The records ->
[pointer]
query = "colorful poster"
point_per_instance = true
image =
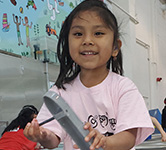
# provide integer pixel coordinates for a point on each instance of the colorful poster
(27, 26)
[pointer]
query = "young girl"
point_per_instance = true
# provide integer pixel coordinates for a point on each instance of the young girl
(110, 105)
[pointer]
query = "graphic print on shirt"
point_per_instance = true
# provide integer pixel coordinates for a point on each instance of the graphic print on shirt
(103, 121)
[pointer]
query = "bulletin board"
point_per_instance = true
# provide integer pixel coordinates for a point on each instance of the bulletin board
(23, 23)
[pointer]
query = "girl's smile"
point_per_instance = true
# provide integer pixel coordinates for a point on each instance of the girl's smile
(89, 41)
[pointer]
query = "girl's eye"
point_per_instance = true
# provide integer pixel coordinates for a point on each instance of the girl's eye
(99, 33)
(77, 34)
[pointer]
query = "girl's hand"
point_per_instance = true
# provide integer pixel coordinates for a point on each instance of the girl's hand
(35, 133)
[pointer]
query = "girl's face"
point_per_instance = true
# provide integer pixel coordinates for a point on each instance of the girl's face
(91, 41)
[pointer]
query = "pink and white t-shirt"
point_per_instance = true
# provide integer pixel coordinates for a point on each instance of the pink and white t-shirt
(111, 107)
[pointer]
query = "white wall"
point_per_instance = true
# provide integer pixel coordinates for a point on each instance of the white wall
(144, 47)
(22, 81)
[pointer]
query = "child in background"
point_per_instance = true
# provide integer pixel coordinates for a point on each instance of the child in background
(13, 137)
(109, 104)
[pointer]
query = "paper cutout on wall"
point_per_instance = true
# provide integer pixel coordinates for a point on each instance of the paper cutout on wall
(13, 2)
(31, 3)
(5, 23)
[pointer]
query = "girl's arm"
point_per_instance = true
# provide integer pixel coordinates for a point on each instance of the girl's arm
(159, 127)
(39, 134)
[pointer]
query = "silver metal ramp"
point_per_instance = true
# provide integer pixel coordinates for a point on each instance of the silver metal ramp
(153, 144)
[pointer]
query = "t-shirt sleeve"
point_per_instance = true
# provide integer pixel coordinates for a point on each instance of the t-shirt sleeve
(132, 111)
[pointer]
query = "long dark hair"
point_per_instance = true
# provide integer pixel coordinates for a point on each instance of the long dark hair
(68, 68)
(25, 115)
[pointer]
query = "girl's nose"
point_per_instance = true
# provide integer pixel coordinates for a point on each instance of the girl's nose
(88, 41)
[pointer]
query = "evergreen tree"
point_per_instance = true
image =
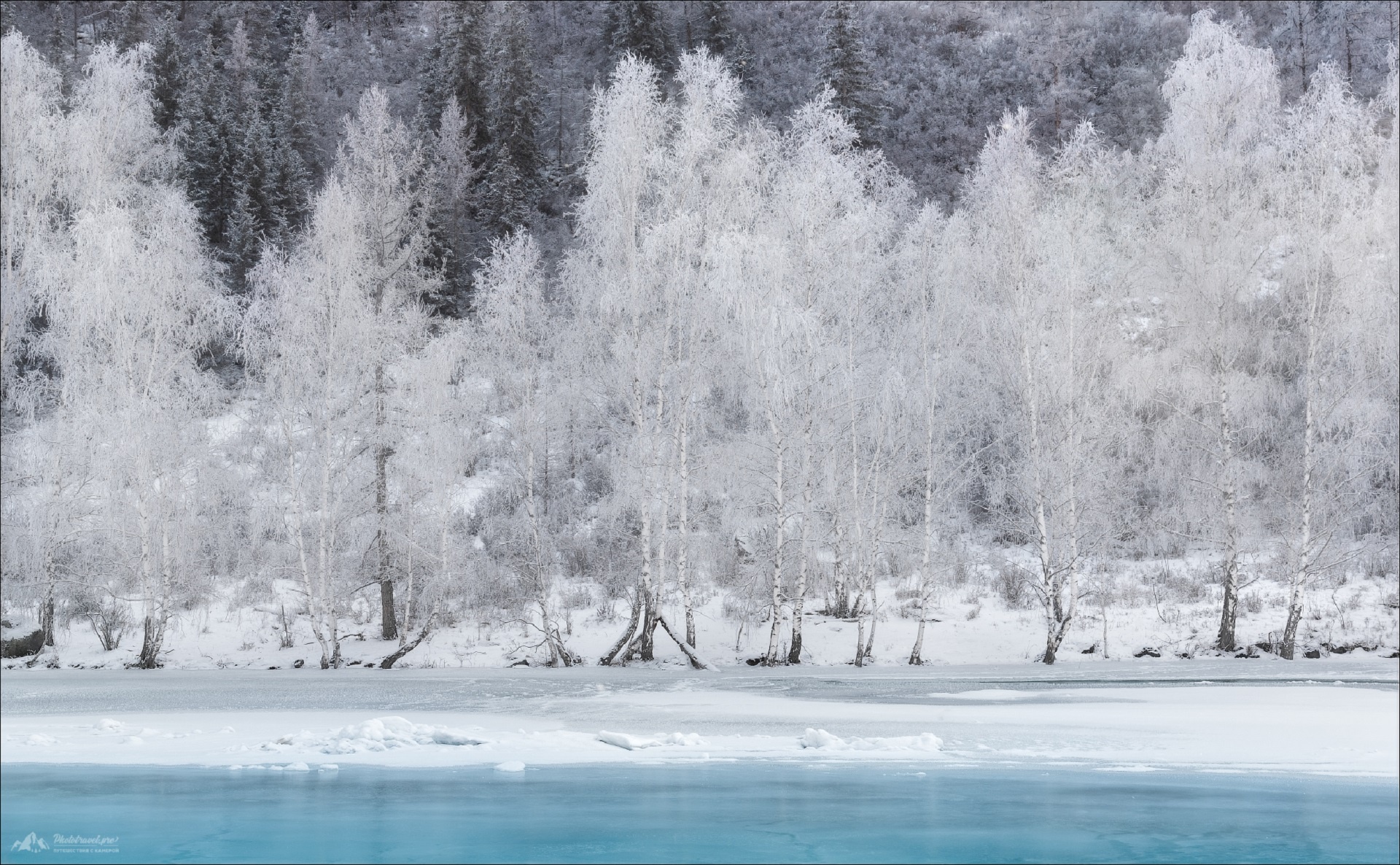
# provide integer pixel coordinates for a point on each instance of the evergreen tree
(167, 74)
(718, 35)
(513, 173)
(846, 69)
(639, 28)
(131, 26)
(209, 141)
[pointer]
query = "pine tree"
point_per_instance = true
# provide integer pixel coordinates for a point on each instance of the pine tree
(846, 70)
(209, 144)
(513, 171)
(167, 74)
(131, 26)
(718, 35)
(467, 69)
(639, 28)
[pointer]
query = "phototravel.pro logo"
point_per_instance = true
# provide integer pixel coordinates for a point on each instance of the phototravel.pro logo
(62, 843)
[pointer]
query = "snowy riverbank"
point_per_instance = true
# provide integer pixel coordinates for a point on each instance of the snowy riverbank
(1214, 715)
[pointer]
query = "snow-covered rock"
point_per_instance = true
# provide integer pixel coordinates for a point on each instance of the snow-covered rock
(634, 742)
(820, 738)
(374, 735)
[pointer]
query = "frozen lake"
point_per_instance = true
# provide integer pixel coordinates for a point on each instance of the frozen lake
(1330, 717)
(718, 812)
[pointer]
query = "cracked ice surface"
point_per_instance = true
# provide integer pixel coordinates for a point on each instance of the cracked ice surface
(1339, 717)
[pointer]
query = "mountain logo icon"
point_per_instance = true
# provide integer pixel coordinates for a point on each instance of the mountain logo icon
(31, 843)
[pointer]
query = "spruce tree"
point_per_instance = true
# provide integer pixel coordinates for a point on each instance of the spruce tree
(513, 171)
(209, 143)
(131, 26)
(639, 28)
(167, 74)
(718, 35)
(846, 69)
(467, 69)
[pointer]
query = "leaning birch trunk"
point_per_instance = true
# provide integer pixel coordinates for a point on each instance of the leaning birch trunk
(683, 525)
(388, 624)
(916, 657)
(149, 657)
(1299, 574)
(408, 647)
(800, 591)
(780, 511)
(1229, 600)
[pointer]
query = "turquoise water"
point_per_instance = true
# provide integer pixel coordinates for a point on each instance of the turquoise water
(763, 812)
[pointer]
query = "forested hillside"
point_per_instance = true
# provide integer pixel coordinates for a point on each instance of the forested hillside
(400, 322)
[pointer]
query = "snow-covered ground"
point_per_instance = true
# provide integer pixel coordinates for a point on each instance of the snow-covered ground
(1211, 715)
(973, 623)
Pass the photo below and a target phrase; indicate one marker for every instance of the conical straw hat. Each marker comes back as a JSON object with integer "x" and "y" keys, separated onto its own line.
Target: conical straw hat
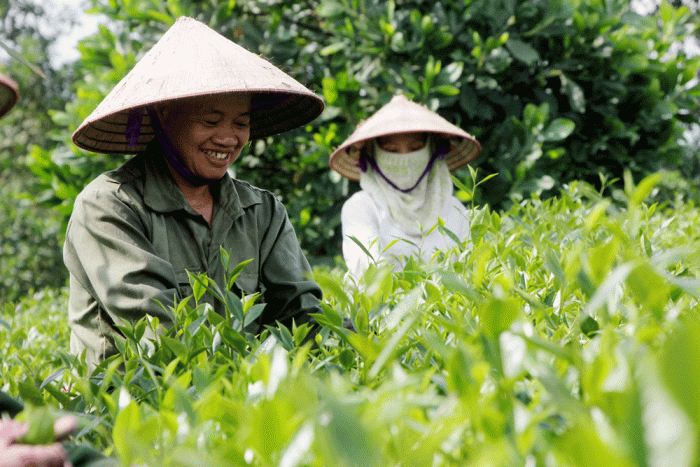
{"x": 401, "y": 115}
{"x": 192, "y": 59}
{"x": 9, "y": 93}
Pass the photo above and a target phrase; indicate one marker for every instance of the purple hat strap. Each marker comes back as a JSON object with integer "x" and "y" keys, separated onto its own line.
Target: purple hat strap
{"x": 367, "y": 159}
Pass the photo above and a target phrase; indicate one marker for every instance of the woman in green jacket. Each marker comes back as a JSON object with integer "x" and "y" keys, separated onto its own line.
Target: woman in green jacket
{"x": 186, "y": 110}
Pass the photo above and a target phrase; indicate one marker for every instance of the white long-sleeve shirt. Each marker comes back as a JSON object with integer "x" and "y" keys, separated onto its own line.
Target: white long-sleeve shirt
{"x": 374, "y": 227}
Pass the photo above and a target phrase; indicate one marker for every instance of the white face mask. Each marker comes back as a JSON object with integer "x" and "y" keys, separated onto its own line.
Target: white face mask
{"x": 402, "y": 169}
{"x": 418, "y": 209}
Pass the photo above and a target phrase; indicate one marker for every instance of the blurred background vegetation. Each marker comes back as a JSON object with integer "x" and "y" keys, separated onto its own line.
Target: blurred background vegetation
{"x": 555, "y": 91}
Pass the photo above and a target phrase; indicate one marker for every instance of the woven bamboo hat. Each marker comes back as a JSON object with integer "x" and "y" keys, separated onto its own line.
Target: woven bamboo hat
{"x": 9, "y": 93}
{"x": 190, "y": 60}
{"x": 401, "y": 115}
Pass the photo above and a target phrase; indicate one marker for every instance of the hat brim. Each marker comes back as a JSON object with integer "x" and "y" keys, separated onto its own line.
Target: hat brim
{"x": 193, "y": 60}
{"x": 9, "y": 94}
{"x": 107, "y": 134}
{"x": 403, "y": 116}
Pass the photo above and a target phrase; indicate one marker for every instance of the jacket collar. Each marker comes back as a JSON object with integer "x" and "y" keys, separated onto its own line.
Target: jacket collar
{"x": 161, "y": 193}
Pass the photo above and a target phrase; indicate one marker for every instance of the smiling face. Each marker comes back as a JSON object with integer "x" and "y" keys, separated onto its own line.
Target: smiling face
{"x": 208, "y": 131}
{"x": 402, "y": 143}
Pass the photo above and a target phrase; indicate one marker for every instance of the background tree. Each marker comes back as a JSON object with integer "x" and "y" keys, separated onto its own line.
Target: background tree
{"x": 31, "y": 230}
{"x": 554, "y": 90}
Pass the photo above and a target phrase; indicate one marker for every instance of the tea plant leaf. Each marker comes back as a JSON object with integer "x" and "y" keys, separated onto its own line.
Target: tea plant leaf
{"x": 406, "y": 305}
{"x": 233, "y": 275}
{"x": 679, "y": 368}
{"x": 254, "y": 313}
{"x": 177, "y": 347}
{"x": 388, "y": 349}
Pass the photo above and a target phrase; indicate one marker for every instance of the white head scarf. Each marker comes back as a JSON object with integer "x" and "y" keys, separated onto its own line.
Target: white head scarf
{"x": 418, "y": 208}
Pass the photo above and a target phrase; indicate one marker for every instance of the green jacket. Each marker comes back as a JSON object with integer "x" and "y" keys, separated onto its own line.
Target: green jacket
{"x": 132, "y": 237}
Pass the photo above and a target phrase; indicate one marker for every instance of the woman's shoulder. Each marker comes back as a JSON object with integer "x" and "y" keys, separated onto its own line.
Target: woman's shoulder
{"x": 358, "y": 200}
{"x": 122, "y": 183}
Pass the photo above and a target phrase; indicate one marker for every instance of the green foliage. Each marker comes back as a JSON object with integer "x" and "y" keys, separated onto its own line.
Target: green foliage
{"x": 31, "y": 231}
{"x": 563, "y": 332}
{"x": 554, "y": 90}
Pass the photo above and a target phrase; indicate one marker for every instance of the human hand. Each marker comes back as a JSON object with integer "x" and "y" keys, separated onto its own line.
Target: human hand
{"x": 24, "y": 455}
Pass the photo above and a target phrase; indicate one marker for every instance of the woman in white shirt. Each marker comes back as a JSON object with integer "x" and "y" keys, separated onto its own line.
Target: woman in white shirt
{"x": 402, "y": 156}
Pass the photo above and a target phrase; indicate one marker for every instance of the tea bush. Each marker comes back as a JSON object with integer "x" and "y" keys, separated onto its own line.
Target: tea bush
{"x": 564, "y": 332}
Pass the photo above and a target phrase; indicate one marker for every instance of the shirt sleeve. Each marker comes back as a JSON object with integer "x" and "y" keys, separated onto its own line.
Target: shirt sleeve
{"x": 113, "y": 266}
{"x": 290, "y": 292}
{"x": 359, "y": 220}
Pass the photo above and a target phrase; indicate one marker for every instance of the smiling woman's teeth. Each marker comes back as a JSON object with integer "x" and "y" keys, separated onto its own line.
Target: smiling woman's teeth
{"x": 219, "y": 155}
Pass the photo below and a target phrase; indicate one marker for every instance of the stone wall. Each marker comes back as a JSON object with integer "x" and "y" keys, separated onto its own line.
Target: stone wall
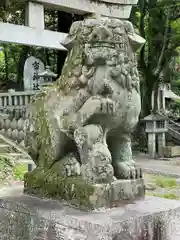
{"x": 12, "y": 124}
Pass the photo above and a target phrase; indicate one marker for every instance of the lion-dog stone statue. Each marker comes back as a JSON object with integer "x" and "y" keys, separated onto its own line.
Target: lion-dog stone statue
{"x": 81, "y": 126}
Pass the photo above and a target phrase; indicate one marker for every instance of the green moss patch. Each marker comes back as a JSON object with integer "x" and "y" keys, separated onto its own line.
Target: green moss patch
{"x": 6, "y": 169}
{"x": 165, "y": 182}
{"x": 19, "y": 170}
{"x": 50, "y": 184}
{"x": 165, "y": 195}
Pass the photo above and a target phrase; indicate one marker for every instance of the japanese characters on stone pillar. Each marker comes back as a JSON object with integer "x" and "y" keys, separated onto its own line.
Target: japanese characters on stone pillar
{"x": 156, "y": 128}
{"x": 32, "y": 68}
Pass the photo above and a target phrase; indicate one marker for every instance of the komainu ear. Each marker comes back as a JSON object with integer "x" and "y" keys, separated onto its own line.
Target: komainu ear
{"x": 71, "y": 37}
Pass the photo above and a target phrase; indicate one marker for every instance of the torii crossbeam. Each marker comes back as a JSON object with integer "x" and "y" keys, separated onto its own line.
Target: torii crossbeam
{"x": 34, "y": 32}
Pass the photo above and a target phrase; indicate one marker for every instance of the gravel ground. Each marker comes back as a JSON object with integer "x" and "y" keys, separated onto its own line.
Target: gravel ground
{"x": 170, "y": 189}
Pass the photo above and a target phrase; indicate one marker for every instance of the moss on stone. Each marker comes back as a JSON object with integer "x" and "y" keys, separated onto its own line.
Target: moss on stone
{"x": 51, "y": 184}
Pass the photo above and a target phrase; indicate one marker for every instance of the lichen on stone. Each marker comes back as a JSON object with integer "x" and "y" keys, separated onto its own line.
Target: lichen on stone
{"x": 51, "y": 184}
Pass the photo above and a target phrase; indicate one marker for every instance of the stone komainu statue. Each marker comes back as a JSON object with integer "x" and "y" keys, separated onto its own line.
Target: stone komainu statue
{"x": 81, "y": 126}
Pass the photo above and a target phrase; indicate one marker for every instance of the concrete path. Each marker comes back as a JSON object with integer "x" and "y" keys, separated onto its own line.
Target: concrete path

Exercise objective -> Each line above that contains the word "path" must be copied.

Answer to this problem ->
Pass the photo above and a target phrase; indicate one marker for every instance of the concrete path. Each marker comes back as a JSON object with integer "x" and "y" keys, separated onto its own line.
Target: concrete path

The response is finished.